## Page text

══════════

Some say that being “on the spectrum”, i.e., autistic, can cause “emotional illiteracy” or lack of a natural ability to grow in that area (though strides in learning are possible after long perseverance and active learning).

I tried to learn how things worked pretty much the whole time that I was growing up. I made some progress at age 19 after a female associate at Cairn University said that I needed to work at not giving off a “stalker” vibe. I valued her input because she was matter-of-fact and forgiving regardless of her perceptions.

I feel that I relate to the “old” cognitive model where high gain is autism and low gain is ADD and average people are in the middle.

The reason is that my apparent “high cognitive gain” made every social situation overwhelming so I didn't notice much of a gradation of emotions in people around me. I couldn't tell when things were going well or not.

I improved further, in actual people skills, circa 2012 while I was teaching. I watched two TV shows, “Lie to Me” and “The Mentalist” intently and improved as a result. I could see what I was missing and I was able to assess the skills that needed to be added.

“Lie to Me” was a show about a law enforcement consultant who was a specialist in body language, especially micro-expressions.

“The Mentalist” was about a law enforcement consultant who was a former “fake psychic” experienced in cold reading, the art of reading people to figure out what is happening or what has happened in the past.

“Cold reading” is making rapid small guesses that lead to a significant conclusions based on watching somebody's reaction to individually minor questions. If you're able to do this, you can appear to read minds.

The two women with whom I've had long-term relationships, Chameleon and my wife, have noticed my ability to “read minds” to some degree, something that I could do somewhat even before watching the TV shows in question.

Before I watched those two shows, I wasn't skilled at picking up information from non-verbal behavior or brief interactions, though I found that I could do so if I interacted with people over the long run.

The main thing that was missing was simply talking to people and learning to observe the nonverbal responses to verbal discussions. This is an issue for many autistics and other neurodiverse people.

In short, I missed the significance of nonverbal behavior entirely before circa 2012, though I sometimes got things right by chance.

In 1987, in Kindergarten at FCA, I had a classmate named Michael Fehr. I wanted to be Michael's friend because I thought he was confident and good looking. I'd get him to look at me and nod to him. I thought that this was communicating positive interest and building an association.

My reasoning was based on a false reading of a scene in the TV show “Knight Rider”. Yes, children as young as 5 or 6, not just the neurodiverse, pick up things like this from TV shows. In the U.S., TV shows were the incubators for 2 generations.

Michael Knight and his evil twin exchanged meaningful looks before some type of race. It was clearly important to communicate in this manner. However, I was too young to understand that it was a high-context moment and that it meant something specific in that episode of the TV show.

I didn't know how to communicate with other people and to provide context. I didn't even understand the emotional context of my environment as it stood. When I'd stare and nod at Michael, I thought I was communicating “we understand each other though we are different”. Of course, that isn't how it was perceived.

══════════

(Region annotation items)

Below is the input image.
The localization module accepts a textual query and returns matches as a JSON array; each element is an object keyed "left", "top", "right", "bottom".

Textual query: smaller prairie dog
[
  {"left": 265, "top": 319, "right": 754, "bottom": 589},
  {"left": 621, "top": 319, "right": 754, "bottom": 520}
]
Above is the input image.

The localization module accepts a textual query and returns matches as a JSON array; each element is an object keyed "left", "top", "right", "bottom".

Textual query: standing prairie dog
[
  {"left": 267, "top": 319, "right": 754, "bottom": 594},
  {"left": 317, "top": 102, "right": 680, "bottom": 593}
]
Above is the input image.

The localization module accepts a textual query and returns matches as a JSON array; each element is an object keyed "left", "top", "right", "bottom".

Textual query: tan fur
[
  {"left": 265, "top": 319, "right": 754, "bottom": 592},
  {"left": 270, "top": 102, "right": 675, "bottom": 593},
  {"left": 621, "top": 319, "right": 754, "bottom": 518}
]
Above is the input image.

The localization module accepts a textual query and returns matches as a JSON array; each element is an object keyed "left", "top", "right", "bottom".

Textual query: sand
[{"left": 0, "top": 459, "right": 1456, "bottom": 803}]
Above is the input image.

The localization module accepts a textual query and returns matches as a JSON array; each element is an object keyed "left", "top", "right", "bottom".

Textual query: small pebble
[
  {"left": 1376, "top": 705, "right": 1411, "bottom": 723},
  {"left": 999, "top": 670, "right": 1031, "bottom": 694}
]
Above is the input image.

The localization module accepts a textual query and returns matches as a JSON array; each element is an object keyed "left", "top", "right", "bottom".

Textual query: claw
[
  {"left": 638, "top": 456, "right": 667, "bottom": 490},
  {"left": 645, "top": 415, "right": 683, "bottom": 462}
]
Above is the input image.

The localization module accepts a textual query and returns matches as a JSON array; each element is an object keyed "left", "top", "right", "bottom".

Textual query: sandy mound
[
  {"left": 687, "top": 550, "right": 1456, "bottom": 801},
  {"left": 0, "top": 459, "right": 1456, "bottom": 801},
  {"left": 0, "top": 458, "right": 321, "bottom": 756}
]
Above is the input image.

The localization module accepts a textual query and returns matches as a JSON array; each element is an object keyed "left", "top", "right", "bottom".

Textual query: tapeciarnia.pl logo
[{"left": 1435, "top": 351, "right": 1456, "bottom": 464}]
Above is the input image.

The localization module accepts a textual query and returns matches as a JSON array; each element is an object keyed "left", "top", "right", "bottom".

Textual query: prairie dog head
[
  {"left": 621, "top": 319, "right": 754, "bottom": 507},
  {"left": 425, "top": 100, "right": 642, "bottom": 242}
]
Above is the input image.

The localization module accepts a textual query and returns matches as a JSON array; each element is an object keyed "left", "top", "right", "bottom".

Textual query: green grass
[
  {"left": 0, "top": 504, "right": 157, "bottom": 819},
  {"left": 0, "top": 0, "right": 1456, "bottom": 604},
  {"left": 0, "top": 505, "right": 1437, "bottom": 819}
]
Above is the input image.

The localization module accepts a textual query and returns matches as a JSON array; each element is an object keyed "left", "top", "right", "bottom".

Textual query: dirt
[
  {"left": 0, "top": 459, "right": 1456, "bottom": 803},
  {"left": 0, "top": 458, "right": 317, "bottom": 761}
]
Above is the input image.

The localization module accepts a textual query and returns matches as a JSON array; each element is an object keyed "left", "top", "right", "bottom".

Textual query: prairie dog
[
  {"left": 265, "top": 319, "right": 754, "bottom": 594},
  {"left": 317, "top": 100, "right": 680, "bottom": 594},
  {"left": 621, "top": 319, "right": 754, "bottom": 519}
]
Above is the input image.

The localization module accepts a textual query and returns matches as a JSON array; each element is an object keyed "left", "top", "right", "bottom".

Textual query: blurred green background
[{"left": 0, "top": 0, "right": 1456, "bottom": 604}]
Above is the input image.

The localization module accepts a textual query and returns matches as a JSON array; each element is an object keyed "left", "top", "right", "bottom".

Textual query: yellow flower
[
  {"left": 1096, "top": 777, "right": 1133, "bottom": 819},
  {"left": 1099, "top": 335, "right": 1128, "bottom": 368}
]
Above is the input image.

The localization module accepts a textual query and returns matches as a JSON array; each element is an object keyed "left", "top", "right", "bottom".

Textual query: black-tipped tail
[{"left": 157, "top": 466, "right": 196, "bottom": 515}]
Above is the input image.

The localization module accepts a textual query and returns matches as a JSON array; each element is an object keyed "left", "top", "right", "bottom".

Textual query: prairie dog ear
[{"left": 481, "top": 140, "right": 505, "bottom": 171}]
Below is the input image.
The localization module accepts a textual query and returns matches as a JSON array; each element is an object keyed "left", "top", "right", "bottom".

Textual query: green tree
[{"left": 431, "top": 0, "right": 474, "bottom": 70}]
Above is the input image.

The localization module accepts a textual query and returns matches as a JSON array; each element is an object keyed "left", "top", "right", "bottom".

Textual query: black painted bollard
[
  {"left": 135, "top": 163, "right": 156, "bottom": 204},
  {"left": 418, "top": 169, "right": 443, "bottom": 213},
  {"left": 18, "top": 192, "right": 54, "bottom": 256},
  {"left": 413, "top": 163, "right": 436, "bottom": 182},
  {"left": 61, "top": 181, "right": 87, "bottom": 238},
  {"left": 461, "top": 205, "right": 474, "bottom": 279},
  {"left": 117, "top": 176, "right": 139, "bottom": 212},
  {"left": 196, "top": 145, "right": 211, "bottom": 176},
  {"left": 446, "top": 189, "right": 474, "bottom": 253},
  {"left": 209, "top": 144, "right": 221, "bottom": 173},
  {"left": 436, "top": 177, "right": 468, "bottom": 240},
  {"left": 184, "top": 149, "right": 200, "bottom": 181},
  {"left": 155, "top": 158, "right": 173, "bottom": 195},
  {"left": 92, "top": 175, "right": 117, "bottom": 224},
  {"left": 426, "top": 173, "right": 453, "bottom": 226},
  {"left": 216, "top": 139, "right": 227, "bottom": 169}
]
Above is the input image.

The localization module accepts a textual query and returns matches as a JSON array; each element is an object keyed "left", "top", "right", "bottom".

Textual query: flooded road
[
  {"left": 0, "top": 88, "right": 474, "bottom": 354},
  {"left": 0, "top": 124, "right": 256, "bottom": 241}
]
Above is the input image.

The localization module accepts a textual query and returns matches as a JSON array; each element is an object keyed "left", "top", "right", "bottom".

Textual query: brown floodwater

══════════

## Description of the task
Copy the passage about learning to read people between "The two women" and "the long run.", inclusive, substituting "short exchanges" for "brief interactions".

## Reply
The two women with whom I've had long-term relationships, Chameleon and my wife, have noticed my ability to “read minds” to some degree, something that I could do somewhat even before watching the TV shows in question.

Before I watched those two shows, I wasn't skilled at picking up information from non-verbal behavior or short exchanges, though I found that I could do so if I interacted with people over the long run.